# [Gestellte Aufgabe 1]
Gib die Einträge wörtlich wieder. Fang beim ersten Eintrag an und hör nach der Zeile auf, in der "0, 46, 231, 77" steht.

======== Gezeigter Text

Wenn auch einer hat gemeint,
er Arbeit nicht mit solche Leut.
Zu diesen Worten sag ich,
ein Wamphans taugt zum graben nicht!
Zu solcher Arbeit braucht man ja
nur Leute, die sind ganz »normal«.
Unterirdisch in die Erde bohren
ist nicht so leicht wie Stiefel sohlen.
Den Durchbruch in den Keller macht
ganz normal und akkurat
ohne Unglück, Gott sei Lob!
kouraschiert der Joseph Schoch.
Flott lauft das Wasser aus dem Keller,
wie das Bier in d’Lagerfässer.
Den Keller kann man halten rein.
Dann ist das Bier noch so fein.

================

# [Gestellte Aufgabe 2]
Beantworte zum Gedicht:
(a) Wer macht den Durchbruch in den Keller?
(b) Womit wird das Wasser verglichen, das aus dem Keller läuft?
(c) Was ist nicht so leicht wie Stiefel sohlen?

======== Entnommene Angaben

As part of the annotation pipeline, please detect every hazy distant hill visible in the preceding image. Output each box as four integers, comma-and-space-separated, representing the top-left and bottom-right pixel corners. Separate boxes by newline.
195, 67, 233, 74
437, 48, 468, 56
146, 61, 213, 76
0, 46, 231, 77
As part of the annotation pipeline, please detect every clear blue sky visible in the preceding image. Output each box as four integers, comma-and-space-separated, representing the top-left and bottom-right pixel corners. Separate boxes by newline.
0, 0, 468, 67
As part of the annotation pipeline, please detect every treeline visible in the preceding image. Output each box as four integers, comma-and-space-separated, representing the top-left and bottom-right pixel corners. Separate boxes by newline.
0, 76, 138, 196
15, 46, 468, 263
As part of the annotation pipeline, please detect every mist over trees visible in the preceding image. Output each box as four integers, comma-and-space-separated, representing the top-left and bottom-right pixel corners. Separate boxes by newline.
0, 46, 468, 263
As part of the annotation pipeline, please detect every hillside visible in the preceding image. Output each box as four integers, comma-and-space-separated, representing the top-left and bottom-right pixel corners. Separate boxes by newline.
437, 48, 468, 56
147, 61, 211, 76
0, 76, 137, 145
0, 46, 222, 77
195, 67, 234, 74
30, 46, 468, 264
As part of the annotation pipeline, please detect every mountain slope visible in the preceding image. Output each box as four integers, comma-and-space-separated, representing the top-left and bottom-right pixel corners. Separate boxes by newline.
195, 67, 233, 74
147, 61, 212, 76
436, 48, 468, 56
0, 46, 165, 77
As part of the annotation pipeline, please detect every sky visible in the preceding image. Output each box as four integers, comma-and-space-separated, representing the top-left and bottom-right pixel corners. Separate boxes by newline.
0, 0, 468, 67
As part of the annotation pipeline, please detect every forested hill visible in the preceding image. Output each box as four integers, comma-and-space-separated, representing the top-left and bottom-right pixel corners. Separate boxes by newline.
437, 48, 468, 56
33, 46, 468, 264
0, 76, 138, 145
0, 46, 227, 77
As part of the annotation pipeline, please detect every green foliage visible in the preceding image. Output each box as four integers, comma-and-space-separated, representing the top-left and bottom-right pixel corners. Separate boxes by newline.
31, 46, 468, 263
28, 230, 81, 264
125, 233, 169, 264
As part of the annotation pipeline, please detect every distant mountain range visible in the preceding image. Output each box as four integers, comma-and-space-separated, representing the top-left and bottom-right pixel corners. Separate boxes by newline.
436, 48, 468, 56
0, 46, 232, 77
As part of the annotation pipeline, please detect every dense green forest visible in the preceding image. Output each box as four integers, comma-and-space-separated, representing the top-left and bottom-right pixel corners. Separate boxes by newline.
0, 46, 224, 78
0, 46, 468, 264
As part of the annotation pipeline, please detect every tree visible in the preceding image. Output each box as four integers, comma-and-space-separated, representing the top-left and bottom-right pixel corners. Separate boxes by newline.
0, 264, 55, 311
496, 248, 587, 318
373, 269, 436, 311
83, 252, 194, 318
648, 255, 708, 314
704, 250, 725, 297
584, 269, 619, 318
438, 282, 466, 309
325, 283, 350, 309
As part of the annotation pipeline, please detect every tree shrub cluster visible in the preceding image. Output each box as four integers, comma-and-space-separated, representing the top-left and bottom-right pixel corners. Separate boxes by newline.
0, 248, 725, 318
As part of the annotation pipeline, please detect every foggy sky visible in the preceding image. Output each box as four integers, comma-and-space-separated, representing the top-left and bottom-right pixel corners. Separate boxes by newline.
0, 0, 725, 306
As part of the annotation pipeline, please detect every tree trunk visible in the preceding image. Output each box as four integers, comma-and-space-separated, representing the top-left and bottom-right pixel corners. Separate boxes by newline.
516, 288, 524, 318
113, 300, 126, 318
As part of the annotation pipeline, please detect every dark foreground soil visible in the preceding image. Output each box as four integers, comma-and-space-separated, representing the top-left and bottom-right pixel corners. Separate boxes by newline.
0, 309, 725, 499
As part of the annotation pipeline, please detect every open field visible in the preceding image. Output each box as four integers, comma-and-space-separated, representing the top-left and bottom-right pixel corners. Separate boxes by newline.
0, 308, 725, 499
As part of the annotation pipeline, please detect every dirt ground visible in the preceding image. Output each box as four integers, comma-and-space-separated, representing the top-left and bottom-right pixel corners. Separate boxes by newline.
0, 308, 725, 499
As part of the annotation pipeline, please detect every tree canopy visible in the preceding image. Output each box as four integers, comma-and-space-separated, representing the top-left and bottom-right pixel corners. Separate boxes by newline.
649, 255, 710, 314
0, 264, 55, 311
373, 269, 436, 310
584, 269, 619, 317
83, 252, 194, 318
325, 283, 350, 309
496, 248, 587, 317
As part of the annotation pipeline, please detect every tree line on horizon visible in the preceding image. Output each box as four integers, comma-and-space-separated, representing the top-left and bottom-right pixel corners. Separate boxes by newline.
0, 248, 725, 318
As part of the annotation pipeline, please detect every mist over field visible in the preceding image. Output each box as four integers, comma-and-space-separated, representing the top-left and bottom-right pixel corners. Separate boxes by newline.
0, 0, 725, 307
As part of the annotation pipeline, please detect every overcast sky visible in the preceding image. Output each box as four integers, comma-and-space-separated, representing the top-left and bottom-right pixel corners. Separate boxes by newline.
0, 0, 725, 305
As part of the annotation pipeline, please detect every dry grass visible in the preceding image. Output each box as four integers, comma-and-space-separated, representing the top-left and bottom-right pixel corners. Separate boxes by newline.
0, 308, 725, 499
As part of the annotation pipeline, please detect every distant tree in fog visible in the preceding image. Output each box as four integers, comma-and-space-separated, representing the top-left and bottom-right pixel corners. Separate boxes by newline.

================

# [Lösung 1]
As part of the annotation pipeline, please detect every hazy distant hill visible in the preceding image. Output each box as four integers, comma-and-space-separated, representing the top-left and bottom-right pixel corners. Separate boxes by newline.
195, 67, 233, 74
437, 48, 468, 56
146, 61, 213, 76
0, 46, 231, 77

# [Lösung 2]
(a) Joseph Schoch.
(b) Mit dem Bier, das in die Lagerfässer läuft.
(c) Unterirdisch in die Erde bohren.